Worried about Lasek? Here’s What You Need to Know

Worried about Lasek? Here’s What You Need to Know

It’s not uncommon to feel nervous about an upcoming vision correction surgery with a solution like Lasek. Having any kind of surgical procedure can be nerve wracking, particularly when you’re concerned that the procedure will have a lasting impact on your quality of life. The good news is that the results of Lasek are generally positive, and there is very little reason to be afraid.

Of course, to help reduce your fears about Lasek, one of the best things you can do is make sure that you understand the procedure and what to expect. For instance, it’s worth knowing that Lasek eye surgery is a variation of the PRK procedure for vision correction, intended to address issues like astigmatism, hyperopia and myopia.

Though LASIK is the most popular eye surgery, Lasek can be an ideal solution for people who aren’t suitable for Lasik. Here’s what you need to know about your impending eye treatment.

Relax and Learn More About LASEK

Sometimes, the biggest concern with a treatment like Lasek is the fear of the unexpected. Like many forms of laser eye surgery, Lasek works by reshaping the cornea using a laser which allows images entering the eye to refocus for better vision without the use of contact lenses or eyeglasses. The biggest difference between how Lasik, PRK and Lasek are performed appears in the way that the surgeon will prep your eye for treatment.

In the case of Lasik, thin flaps are created in the surface of the eye known as the cornea using a laser tool. The surgeon folds back the flap to access the corneal tissue and reshape the structure of your eye. The flap can then fall back into place, and your eye will be able to start healing naturally without any need for stitches.

===============

Task requirements:
(1) Repeat the passage from the Lasek article starting at "Though LASIK is" up to and including "eye for treatment.", word for word.
(2) Pick up the article on Lasek eye surgery from where it stops and continue writing it.
The data that comes next is separate material and has nothing to do with the text on Lasek.

===============

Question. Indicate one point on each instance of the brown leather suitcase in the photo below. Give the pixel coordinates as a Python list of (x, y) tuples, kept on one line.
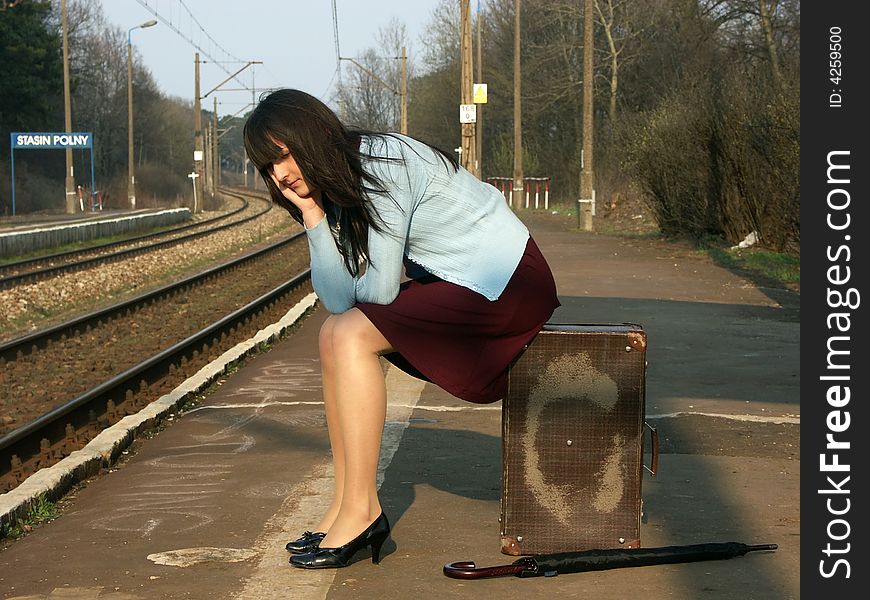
[(573, 441)]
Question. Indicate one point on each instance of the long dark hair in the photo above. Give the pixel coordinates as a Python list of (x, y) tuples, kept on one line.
[(329, 157)]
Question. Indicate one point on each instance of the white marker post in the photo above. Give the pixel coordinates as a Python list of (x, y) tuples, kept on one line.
[(193, 175)]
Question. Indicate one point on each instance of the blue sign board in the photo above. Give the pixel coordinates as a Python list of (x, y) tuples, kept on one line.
[(49, 141), (45, 141)]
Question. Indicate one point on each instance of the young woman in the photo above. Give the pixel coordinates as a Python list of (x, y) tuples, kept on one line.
[(417, 261)]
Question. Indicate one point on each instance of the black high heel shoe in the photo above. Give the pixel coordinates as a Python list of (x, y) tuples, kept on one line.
[(309, 542), (323, 558)]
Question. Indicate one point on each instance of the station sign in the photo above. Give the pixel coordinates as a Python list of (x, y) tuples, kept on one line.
[(49, 140)]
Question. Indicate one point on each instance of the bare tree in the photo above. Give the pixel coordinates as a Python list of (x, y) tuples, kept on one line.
[(369, 96)]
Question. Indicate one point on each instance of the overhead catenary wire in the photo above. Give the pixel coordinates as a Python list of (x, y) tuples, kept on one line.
[(147, 5)]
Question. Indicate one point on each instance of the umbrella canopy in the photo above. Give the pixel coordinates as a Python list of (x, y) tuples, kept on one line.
[(600, 560)]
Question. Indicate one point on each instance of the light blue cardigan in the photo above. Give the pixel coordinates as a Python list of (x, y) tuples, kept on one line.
[(450, 223)]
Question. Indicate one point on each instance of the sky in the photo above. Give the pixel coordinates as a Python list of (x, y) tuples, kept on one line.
[(293, 38)]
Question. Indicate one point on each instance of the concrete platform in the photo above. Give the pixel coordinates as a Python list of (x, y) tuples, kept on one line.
[(203, 509)]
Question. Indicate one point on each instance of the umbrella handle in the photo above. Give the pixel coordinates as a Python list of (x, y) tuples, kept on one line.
[(654, 446), (468, 570)]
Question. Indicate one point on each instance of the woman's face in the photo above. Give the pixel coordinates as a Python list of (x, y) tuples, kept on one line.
[(288, 174)]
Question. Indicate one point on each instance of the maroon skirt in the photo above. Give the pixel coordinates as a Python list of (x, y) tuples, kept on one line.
[(456, 338)]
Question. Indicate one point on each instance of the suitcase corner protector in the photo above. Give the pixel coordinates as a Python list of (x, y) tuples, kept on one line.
[(510, 546)]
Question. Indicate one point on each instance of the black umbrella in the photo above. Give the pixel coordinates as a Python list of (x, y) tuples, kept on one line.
[(549, 565)]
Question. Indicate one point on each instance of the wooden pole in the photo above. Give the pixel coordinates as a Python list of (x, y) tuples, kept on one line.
[(468, 156), (518, 201), (587, 173), (479, 125), (69, 179), (404, 93), (198, 146)]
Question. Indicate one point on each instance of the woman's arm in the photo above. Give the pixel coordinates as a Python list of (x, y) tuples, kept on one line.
[(379, 283)]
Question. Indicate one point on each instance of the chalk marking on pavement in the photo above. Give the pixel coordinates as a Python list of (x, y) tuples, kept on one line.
[(273, 578), (187, 557), (792, 420)]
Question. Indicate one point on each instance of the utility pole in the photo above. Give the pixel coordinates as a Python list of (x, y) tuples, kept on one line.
[(197, 137), (70, 204), (586, 204), (403, 109), (216, 161), (468, 154), (479, 125), (517, 192)]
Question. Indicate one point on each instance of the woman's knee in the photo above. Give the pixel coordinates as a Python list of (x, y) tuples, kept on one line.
[(327, 332), (352, 331)]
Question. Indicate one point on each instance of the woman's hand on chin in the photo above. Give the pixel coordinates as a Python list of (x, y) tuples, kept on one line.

===============

Answers by task:
(1)
Though LASIK is the most popular eye surgery, Lasek can be an ideal solution for people who aren’t suitable for Lasik. Here’s what you need to know about your impending eye treatment.

Relax and Learn More About LASEK

Sometimes, the biggest concern with a treatment like Lasek is the fear of the unexpected. Like many forms of laser eye surgery, Lasek works by reshaping the cornea using a laser which allows images entering the eye to refocus for better vision without the use of contact lenses or eyeglasses. The biggest difference between how Lasik, PRK and Lasek are performed appears in the way that the surgeon will prep your eye for treatment.

(2)
In PRK, the surgeon avoids creating a flap and simply removes the outer layer of the cornea completely. There’s no need to worry, because the layer grows back naturally on its own over time. Usually, you will be asked to wear a contact lens that has been specially designed to protect your eye while a new layer regrows. The process can take about five days.

Lasek is unique because it combines both PRK and Lasik to create the right strategy for correcting eye issues. In PRK the corneal layer known as the epithelium is removed from the underlying stromal layer of the eye. Instead of removing this layer in Lasek, the surgeon pushes a flap to the side of the cornea, where it can stay attached to the eye. When the laser treatment is completed, your surgeon will replace the epithelium. Like with PRK, you will be asked to wear a bandage contact lens.

Does Lasek Surgery Hurt?

LASEKOnce you’ve learned how a surgeon will complete the Lasek procedure, you might be asking yourself whether the process will hurt. The good news is that there is nothing to worry about here. During the Lasek surgery, numbing drops will be applied to your eye, and your surgeon will make a small flap in the epithelium while you can’t feel a thing. Like with most forms of laser eye surgery, the chances are that the only sensation you will feel during the procedure is a small amount of pressure as the doctor removes a certain amount of corneal tissue from your eye.

Like LASIK, Lasek surgery is generally offered on a walk-in basis. You should be able to complete your procedure within about fifteen minutes, and your friend or family member will be able to pick you up and take you home afterwards. Although you shouldn’t feel any pain, your surgeon will probably give you a sedative to help you relax, and they may suggest that you need to rest for a while after the procedure.

After the Lasek procedure has taken place, you might begin to notice some slight discomfort when the numbing drops start to wear off. Importantly, the discomfort after Lasek is very small, and you shouldn’t feel any extreme distress or pain. During the recovery period, it’s important to follow the instructions given by your doctor to make sure that you don’t have to go back in for additional treatment.

It’s crucial to keep the bandage contact lens that you’re given after the treatment on your eye for about four or five days while the surface of your cornea regenerates and heals. There’s a chance that your doctor will also prescribe additional substances like steroids and antibiotics to reduce your risk of infection.

What are the Complications Common with Lasek?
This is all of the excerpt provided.